Testo fornito:
10 maggio 2023 h 18.30
Cinema Arsenale Pisa – SALA SAMMARTINO

Temi

Tra realtà e finzione, l’arte dell’illusione
// Gli ultimi giorni dell’umanità // Babylon // Everything Everywhere All At Once // Finale a sorpresa // La fiera delle illusioni // Otto e mezzo // The French Dispatch of the Liberty, Kansas Evening Sun // C’era una volta a Hollywood // Notti magiche //

Da tempo non compro giornali cartacei; ho perso l’abitudine (sullo schermo si fa prima a leggere le notizie). Però non ce la faccio a disfarmi dei vecchi giornali, settimanali e anche alcuni quotidiani, che hanno acquisito un valore affettivo.
Quando vede che li conservo in modo disordinato, C. ripete: «Tu non butti mai niente».
Alla frase accompagna un’espressione visiva che significa: non prenderla come un complimento.
A volte penso che abbia ragione, ma quando decido di fare un po’ d’ordine nel caos trovo qualcosa di interessante, mi fermo a leggere e rimando. Non è necessario che sia un articolo di terza pagina: dopo alcuni anni anche la pubblicità diventa interessante. Ciò che anni prima era banale, anche fastidioso, è diventato una traccia, un segno della vita precedente, apparentemente dissolta nel nulla.
Levo la polvere col piumino, perché l’aspirapolvere mi guarda con la stessa espressione di C.: «Aspiriamo tutto?».
«Com’è possibile!?».
«Non ci vuole niente. Basta farli a pezzettini».
«Scusa, ma non sarebbe meglio, nel caso mi decidessi, metterli nel contenitore per il riciclaggio della carta?».
«Lo dicevo così. Per divertirci».
Ho un aspirapolvere loquace e con scarsa coscienza ecologica. L’intelligenza artificiale che l’ha programmato non ha previsto questo aspetto.

Se C. vedesse lo studio di Enrico Ghezzi (si vede nel film; la registrazione risale a qualche anno fa), pieno di libri, riviste e videocassette sparse, in confusione, sui tavoli e negli scaffali, direbbe: «Non butta mai niente».

L’archivio di Enrico Ghezzi è costituito da più di cinquecento videocassette, che ora sono digitalizzate.
L’informatica ha portato ordine nella materia, eppure credo che Enrico Ghezzi non abbia rinunciato ai vecchi supporti ingombranti; se ho capito il tipo (conoscendo me stesso) credo li abbia messi da parte, ma non li abbia eliminati.

Elenco:
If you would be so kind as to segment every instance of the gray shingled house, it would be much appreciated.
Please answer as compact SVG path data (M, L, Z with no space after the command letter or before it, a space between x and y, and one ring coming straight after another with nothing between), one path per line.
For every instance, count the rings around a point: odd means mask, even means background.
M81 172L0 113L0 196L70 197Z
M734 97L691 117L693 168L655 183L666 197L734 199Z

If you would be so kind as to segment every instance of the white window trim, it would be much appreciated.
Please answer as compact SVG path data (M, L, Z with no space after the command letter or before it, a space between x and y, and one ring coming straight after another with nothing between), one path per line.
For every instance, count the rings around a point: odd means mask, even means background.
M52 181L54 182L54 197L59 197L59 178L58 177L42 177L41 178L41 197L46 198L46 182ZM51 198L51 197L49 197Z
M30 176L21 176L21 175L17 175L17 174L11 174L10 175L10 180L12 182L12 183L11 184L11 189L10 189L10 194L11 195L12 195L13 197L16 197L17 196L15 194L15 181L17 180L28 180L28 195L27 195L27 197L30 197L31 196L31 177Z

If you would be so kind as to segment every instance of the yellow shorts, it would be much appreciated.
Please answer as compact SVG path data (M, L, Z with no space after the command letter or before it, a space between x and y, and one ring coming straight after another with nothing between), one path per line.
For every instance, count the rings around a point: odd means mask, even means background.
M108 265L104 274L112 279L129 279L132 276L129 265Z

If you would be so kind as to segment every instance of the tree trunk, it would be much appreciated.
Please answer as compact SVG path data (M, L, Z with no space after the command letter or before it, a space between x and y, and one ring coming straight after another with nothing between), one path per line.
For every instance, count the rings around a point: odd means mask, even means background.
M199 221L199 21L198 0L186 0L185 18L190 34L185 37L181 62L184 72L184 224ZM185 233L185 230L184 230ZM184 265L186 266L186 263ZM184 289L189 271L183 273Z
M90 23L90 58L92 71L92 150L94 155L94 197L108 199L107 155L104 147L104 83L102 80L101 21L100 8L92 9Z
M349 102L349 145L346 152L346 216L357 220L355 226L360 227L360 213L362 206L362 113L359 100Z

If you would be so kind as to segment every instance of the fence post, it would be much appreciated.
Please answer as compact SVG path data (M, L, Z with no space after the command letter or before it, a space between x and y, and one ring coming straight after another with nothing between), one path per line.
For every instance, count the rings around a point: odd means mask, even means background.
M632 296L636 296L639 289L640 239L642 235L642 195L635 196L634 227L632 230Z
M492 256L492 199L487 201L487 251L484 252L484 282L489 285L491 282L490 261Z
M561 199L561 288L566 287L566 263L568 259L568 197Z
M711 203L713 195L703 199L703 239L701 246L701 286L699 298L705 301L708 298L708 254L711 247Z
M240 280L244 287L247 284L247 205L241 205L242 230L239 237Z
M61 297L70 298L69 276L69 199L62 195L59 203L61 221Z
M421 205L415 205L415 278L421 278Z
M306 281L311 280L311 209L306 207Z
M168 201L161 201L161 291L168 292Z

Il tuo compito: Per favore, riprendi il testo sui vecchi giornali conservati e sull'archivio di Enrico Ghezzi, proseguendo dopo la sua ultima frase.

Risultato finale:
Ai vecchi giornali, alle audiocassette e videocassette, ai dischi in vinile, ai libri di carta, ci si affeziona. Quando sono in vena di malinconia rimpiango la macchina fotografica analogica (si guastò e non la riparai, comprai la prima digitale), le pellicole in bianco e nero; rimpiango l’ingranditore e tutta l’attrezzatura per lo sviluppo, di cui mi sono disfatto, arrendendomi alla mancanza di spazio.

Prima o poi riverserò anch’io le videocassette, che non guardo da una vita, in un supporto digitale. Dentro ci sono le feste di Natale in famiglia, le feste di fine anno scolastico, ma anche Fuori orario di Enrico Ghezzi. Se avevo qualcosa di urgente da fare e non potevo stare di notte davanti al televisore, facevo partire la registrazione su una videocassetta di lunga durata, abbassavo il volume del suono, mi spostavo in un’altra stanza per completare il lavoro. Ero certo che dopo le parole fuori sincrono sarebbe arrivato un film imperdibile, che avrei potuto vedere con calma il giorno dopo.
In un’intervista a l’Unità del 18 agosto 2002 Enrico Ghezzi diceva: “Il fuori sincrono oltre che per dis-integrare un po’ l’automatico comunicare televisivo, è nato per comodità, l’ho fatto per telefono dall’India, dal Giappone …. È quasi un monologo interiore che diventa esteriore, una piccola “cosa TV” a sé, non un commento”.

Andava così: una premessa stancante, pronunciata a volte guardando da un’altra parte, poi una o più scoperte imperdibili. Avrei preferito leggere la premessa anziché ascoltarla; per fortuna Enrico Ghezzi ha scritto diversi libri attraverso i quali è più facile, o meno difficile, entrare in un pensiero complesso che richiede concentrazione. Sicuramente siamo più abituati a concentrarci sulla parola scritta che sull’ascolto. Verba volant ed è difficile acchiapparle a volo, specialmente se già in partenza sembrano andare per conto loro.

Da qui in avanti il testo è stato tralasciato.